- _Goal_: Copy each of the following lines word for word, leaving out the pictures.

- _Records supplied_:
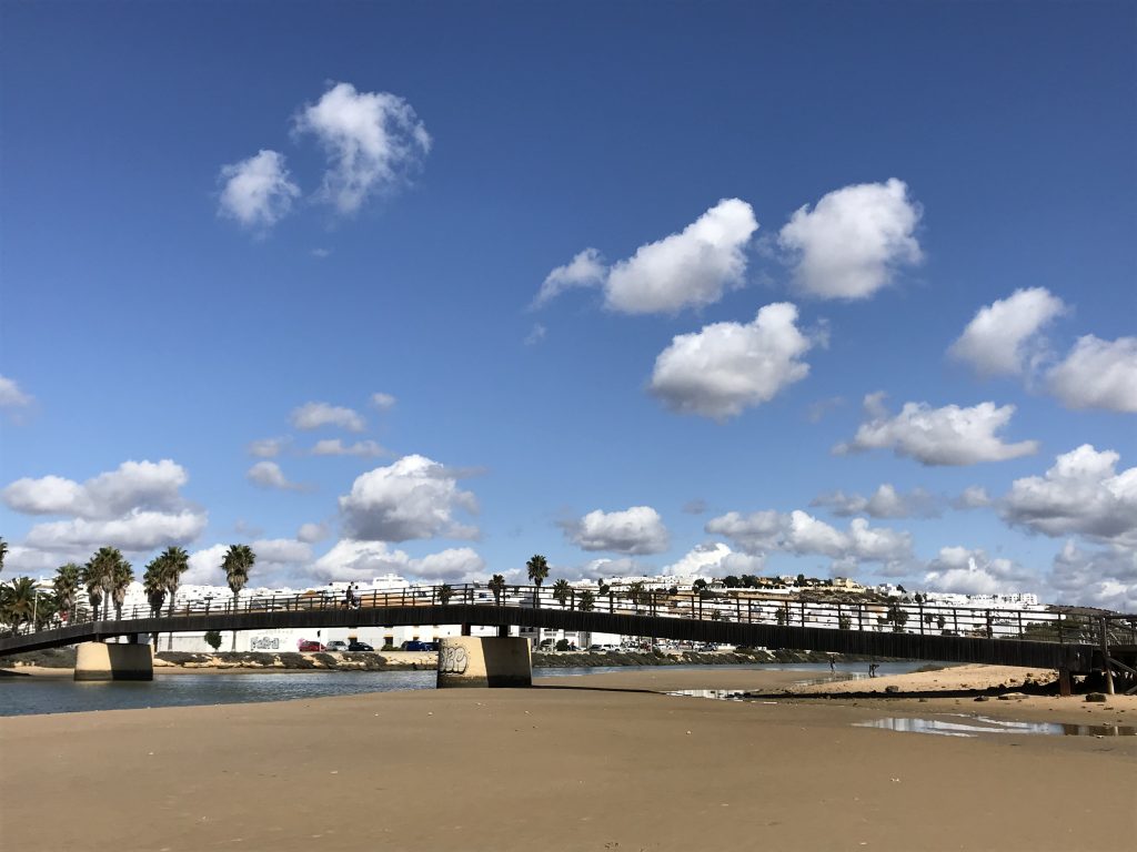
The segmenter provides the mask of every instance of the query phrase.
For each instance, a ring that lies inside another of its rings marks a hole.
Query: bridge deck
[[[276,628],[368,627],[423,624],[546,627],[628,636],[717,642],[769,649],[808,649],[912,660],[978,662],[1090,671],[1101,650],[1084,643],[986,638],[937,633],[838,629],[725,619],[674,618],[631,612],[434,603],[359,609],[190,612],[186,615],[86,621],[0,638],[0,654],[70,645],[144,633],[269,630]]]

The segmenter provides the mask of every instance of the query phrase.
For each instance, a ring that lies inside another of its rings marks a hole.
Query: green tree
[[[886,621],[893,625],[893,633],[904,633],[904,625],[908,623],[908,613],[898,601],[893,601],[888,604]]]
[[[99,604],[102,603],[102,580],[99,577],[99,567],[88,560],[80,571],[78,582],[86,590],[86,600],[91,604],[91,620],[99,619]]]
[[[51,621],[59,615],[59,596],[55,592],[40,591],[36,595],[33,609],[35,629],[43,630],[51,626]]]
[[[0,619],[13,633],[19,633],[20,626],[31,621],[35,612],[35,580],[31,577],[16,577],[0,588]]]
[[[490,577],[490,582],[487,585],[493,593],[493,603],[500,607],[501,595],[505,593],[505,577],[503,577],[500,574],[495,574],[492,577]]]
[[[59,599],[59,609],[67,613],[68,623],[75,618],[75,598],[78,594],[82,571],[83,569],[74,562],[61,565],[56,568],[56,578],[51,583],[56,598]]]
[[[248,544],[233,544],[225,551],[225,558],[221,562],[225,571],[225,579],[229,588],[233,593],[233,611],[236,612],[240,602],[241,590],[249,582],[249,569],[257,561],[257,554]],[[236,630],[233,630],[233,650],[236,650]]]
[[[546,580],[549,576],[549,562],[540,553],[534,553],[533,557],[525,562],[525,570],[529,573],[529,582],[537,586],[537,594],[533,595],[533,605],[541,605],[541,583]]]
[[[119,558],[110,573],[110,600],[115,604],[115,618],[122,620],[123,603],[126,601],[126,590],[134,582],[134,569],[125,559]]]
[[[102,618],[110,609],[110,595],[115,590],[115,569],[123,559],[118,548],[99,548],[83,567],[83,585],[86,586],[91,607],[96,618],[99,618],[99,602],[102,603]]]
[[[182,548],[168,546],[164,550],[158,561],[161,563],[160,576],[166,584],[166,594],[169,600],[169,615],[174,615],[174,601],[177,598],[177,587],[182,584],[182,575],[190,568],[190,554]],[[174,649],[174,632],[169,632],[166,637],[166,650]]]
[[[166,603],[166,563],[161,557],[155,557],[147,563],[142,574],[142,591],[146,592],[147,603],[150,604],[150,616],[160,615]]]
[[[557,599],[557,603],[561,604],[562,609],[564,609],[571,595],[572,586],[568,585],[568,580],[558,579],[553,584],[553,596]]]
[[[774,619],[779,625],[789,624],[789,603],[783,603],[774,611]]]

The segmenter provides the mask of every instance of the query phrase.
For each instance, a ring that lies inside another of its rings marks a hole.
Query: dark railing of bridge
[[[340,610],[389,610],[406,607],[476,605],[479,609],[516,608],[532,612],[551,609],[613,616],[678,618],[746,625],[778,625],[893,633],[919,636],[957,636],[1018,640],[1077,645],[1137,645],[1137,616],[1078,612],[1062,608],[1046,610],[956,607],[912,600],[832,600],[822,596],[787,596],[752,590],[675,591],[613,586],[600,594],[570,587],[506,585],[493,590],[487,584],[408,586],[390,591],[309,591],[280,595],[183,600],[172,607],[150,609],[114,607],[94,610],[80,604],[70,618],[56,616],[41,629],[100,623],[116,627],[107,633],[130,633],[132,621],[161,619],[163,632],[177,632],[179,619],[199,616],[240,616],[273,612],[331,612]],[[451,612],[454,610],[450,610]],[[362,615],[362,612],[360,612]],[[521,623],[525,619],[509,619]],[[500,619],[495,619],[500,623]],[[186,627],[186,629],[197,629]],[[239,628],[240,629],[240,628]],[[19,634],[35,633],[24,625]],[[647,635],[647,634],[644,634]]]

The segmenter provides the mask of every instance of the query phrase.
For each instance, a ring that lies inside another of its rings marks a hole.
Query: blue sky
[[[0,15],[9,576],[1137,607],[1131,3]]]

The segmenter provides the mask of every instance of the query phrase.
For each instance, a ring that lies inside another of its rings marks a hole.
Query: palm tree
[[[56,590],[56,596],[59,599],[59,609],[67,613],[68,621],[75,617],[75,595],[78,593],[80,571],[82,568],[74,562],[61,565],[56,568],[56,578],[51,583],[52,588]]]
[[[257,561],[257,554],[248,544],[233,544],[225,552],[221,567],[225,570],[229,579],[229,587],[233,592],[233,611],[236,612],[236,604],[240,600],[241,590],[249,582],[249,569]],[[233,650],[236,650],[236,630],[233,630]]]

- _Final result_:
The segmenter provides the mask of every instance of the query phrase.
For each instance, a ring that lies inside another of its rings marks a hole.
Query: bridge deck
[[[276,628],[368,627],[423,624],[546,627],[628,636],[717,642],[769,649],[808,649],[912,660],[978,662],[1090,671],[1101,650],[1084,643],[986,638],[937,633],[838,629],[725,619],[674,618],[631,612],[434,603],[359,609],[190,612],[186,615],[86,621],[0,638],[0,654],[70,645],[144,633],[269,630]]]

The segmenter provides the mask of every instance of the query phrase.
For each instance, a ring that lies inside another of its rings marks a hole.
Query: green tree
[[[886,621],[893,625],[893,633],[904,633],[904,625],[908,623],[908,613],[898,601],[893,601],[888,604]]]
[[[99,604],[102,603],[102,580],[99,577],[99,567],[88,560],[80,571],[78,582],[86,590],[86,600],[91,604],[91,620],[99,619]]]
[[[51,621],[59,615],[59,596],[55,592],[40,591],[36,595],[33,609],[35,629],[43,630],[51,626]]]
[[[0,619],[13,633],[19,633],[20,626],[31,621],[35,612],[35,580],[31,577],[16,577],[0,588]]]
[[[490,577],[490,582],[487,585],[493,593],[493,603],[500,607],[501,595],[505,593],[505,577],[503,577],[500,574],[495,574],[492,577]]]
[[[59,599],[59,609],[67,613],[68,623],[75,618],[75,598],[78,594],[82,571],[83,569],[74,562],[61,565],[56,568],[56,578],[51,583],[56,598]]]
[[[248,544],[233,544],[225,551],[225,558],[221,562],[225,571],[225,579],[229,588],[233,593],[233,611],[236,612],[240,602],[241,590],[249,582],[249,569],[257,561],[257,554]],[[236,630],[233,630],[233,650],[236,650]]]
[[[546,580],[549,576],[549,562],[540,553],[534,553],[533,557],[525,562],[525,570],[529,573],[529,582],[537,586],[537,594],[533,595],[533,605],[541,605],[541,583]]]
[[[119,558],[110,573],[110,600],[115,604],[115,618],[122,620],[123,603],[126,601],[126,590],[134,582],[134,569],[125,559]]]
[[[102,618],[110,609],[110,595],[115,590],[115,569],[123,559],[118,548],[99,548],[83,567],[83,585],[86,586],[91,607],[96,618],[99,618],[99,602],[102,603]]]
[[[182,548],[168,546],[164,550],[158,561],[161,563],[160,576],[166,584],[166,594],[169,600],[169,615],[174,615],[174,601],[177,598],[177,587],[182,584],[182,575],[190,568],[190,554]],[[174,649],[174,632],[169,632],[166,637],[166,650]]]
[[[166,603],[166,563],[161,557],[155,557],[147,563],[142,574],[142,591],[146,592],[147,603],[150,604],[150,616],[160,615]]]
[[[557,599],[557,603],[561,604],[562,609],[564,609],[571,595],[572,586],[568,585],[568,580],[558,579],[553,584],[553,596]]]
[[[774,619],[779,625],[789,624],[789,603],[783,603],[774,611]]]

The segmenter provides the mask of every instance of the query phrase.
For each instance, a ring that lies inside another of its rings marks a hole.
Query: dark railing of bridge
[[[340,610],[389,610],[406,607],[476,605],[479,609],[516,608],[532,612],[551,609],[613,616],[678,618],[746,625],[778,625],[893,633],[919,636],[957,636],[1018,640],[1077,645],[1137,645],[1137,616],[1078,612],[1062,608],[1046,610],[956,607],[912,600],[832,600],[822,596],[787,596],[752,590],[675,591],[613,586],[600,594],[570,587],[506,585],[493,590],[487,584],[408,586],[390,591],[309,591],[280,595],[183,600],[172,607],[150,609],[114,607],[94,610],[80,604],[70,618],[56,616],[41,629],[100,623],[116,627],[107,633],[130,633],[132,621],[161,619],[163,632],[177,632],[179,619],[199,616],[240,616],[273,612],[331,612]],[[451,612],[454,610],[450,610]],[[362,615],[362,612],[360,612]],[[521,623],[525,619],[509,619]],[[500,619],[495,619],[500,623]],[[186,627],[186,629],[197,629]],[[239,628],[240,629],[240,628]],[[19,634],[35,633],[24,625]],[[647,635],[647,634],[644,634]]]

The segmenter provides the mask of every instance of the query phrase.
For each instance, a ring that lies inside another of its rings marks a hole.
Query: blue sky
[[[0,15],[9,576],[1137,607],[1131,3]]]

The segmenter provides the mask of every instance of the query phrase.
For each instance, a ring that lies inside another of its rings marks a hole.
Query: palm tree
[[[56,590],[56,596],[59,599],[59,609],[67,613],[68,621],[75,617],[75,595],[78,593],[80,571],[82,568],[74,562],[61,565],[56,568],[56,578],[51,583],[52,588]]]
[[[257,561],[257,554],[248,544],[233,544],[225,552],[221,567],[225,570],[229,579],[229,587],[233,592],[233,611],[236,612],[236,604],[240,600],[241,590],[249,582],[249,569]],[[233,650],[236,650],[236,630],[233,630]]]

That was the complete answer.